== OBIETTIVO A ==
Nel testo sulla frontiera fra Bielorussia e Lituania, con che cosa i doganieri lituani controllano i bagagli?
== OBIETTIVO B ==
Trascrivi il passo del testo sulla frontiera fra Bielorussia e Lituania che comincia con "Termina con la" e termina con "ogni caso, umiliante.".

== TESTO DA LEGGERE ==
───

Termina con la terza puntata il reportage di Christian Eccher dalla Bielorussia

Alla frontiera

L’attesa alla frontiera fra Bielorussia e Lituania è infinita. L’autobus di linea proveniente da Lida segue una corsia preferenziale e non deve rispettare la lunghissima fila di automobili in attesa di arrivare al punto di controllo passaporti. Una volta effettuate le formalità legate ai documenti, i doganieri lituani costringono i passeggeri ad aspettare per più di un’ora l’ispezione dei bagagli, che avviene con gli scanner a raggi X, come in aeroporto. Nessuno si lamenta, la gente è abituata a questo tipo di trattamento. A un certo punto, arriva un doganiere che fa segno di andare oltre. Questa volta non c’è nessuna ispezione, l’attesa è stata inutile ma, in ogni caso, umiliante.

Vilnius

            Dopo una breve corsa fra fitti boschi di abeti sulla strada a due corsie, all’improvviso compaiono dei capannoni industriali e un gruppo di case a un piano, strette fra loro; il traffico si fa più intenso e gli alberi lasciano il posto al cemento. È la periferia di Vilnius, la capitale della Lituania che, a causa della sua vicinanza con la Bielorussia, ospita molti fuoriusciti politici, gente fuggita dal proprio Paese dopo le repressioni del 2020. Allo stesso tempo, però, questa vicinanza è anche causa di vera e propria paranoia. Una signora polacca di ritorno da Lida, alla vista di un supermercato Lidl, esclama di essere finalmente tornata in Europa, e di esserci tornata intera. Alcuni passeggeri bielorussi e lituani ridono: la situazione nel Paese di Lukashenko è sì tesa, ogni tanto qualche straniero viene arrestato per motivi poco chiari, ma non c’è ragione di esagerare e di aver troppa paura. Il problema è che la propaganda è forte sia dall’una sia dall’altra parte e la mancanza di comunicazione e di rapporti diretti, soprattutto fra i giovani, a volte genera mostri.

───

== DATI FORNITI ==
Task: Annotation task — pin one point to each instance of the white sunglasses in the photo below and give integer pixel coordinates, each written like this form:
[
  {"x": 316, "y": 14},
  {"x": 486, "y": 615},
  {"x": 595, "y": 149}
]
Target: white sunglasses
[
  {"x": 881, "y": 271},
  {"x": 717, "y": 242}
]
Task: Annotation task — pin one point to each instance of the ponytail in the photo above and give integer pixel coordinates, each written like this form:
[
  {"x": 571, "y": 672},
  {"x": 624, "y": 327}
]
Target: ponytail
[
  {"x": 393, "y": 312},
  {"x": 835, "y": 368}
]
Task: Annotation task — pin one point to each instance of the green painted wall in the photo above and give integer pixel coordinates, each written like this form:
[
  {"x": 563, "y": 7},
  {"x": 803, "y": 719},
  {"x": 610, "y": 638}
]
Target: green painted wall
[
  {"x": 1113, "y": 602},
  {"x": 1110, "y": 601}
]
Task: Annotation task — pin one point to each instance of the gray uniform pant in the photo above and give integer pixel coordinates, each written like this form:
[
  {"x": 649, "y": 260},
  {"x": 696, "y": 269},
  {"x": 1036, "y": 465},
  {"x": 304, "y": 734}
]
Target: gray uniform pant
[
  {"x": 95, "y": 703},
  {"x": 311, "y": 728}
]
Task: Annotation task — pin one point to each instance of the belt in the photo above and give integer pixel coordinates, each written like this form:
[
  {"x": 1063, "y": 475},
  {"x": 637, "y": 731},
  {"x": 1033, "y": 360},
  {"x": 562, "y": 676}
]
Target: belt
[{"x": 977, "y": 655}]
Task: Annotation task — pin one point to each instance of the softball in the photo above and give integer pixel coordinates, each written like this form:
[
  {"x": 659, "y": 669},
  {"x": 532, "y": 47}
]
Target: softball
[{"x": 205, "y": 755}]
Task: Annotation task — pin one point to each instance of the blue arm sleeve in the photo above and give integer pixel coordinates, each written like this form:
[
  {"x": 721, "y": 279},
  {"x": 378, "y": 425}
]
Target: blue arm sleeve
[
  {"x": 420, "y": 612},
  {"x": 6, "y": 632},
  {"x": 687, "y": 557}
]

───

== RISPOSTA A ==
Con gli scanner a raggi X, come in aeroporto.

== RISPOSTA B ==
Termina con la terza puntata il reportage di Christian Eccher dalla Bielorussia

Alla frontiera

L’attesa alla frontiera fra Bielorussia e Lituania è infinita. L’autobus di linea proveniente da Lida segue una corsia preferenziale e non deve rispettare la lunghissima fila di automobili in attesa di arrivare al punto di controllo passaporti. Una volta effettuate le formalità legate ai documenti, i doganieri lituani costringono i passeggeri ad aspettare per più di un’ora l’ispezione dei bagagli, che avviene con gli scanner a raggi X, come in aeroporto. Nessuno si lamenta, la gente è abituata a questo tipo di trattamento. A un certo punto, arriva un doganiere che fa segno di andare oltre. Questa volta non c’è nessuna ispezione, l’attesa è stata inutile ma, in ogni caso, umiliante.